▶ [RECORDS PROVIDED]
++++++++++++++++++++
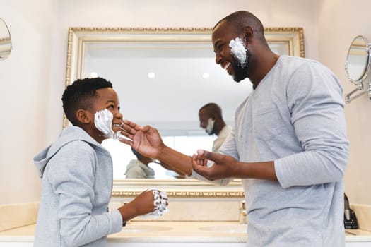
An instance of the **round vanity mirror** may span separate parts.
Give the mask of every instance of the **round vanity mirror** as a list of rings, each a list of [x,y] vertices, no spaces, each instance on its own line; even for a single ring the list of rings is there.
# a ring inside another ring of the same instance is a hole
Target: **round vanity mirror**
[[[5,21],[0,18],[0,60],[6,59],[11,51],[11,37]]]
[[[349,50],[346,61],[346,71],[349,80],[355,85],[362,83],[370,69],[370,47],[367,40],[361,35],[355,37]]]

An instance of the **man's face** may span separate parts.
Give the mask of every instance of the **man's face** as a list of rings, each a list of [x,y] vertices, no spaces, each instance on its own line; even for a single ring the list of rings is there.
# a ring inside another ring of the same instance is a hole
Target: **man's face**
[[[225,21],[221,22],[213,31],[216,63],[220,64],[235,81],[240,82],[247,77],[251,54],[237,32],[234,32],[232,27],[228,25]],[[243,52],[245,54],[241,53]]]

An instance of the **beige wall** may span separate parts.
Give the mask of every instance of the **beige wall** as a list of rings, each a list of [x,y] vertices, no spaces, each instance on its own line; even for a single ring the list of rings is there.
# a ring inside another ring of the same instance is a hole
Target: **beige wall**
++++++++++++++++++++
▶ [WHAT IS ASKED]
Rescale the rows above. Reproduce every line, requests included, and multiply each vertex coordinate in the answers by 1.25, rounding to the nearest whole number with halves rounded up. Leave the pictures out of the output.

▶ [SOLUTION FOR THIS TASK]
An instance of the **round vanity mirror** may span separate parts.
Give the mask of every instance of the **round vanity mirror** as a list of rings, each a list of [x,y] vertices, no spaces, each instance on its own line; even for a single ring the list of rings is there.
# a ring inside another ring of the same instance is a hole
Target: **round vanity mirror**
[[[6,26],[0,23],[0,75],[8,74],[14,64],[14,46]]]
[[[436,63],[433,76],[433,89],[436,100],[444,106],[453,104],[463,86],[463,59],[459,50],[451,44],[444,46]]]

An instance of the **man's face** may span separate parts.
Give the mask of every instance of the **man's face** as a list of rings, each a list of [x,y] vertices, no spaces, each instance on its own line; even for a single ring the list of rings is there.
# a ring inside another ring of the same instance is a hole
Target: **man's face**
[[[281,26],[276,28],[266,39],[270,79],[275,80],[294,101],[300,103],[309,96],[314,68],[296,40],[293,40],[290,34],[285,31]],[[304,65],[306,68],[301,66]]]

An instance of the **beige wall** may span separate parts.
Give the mask of every instance of the **beige wall** as a list of rings, each a list of [x,y] vertices, no spaces, each instance on its own line; even for a single ring the list of rings is there.
# a ring inside another ring of the same instance is a hole
Target: **beige wall**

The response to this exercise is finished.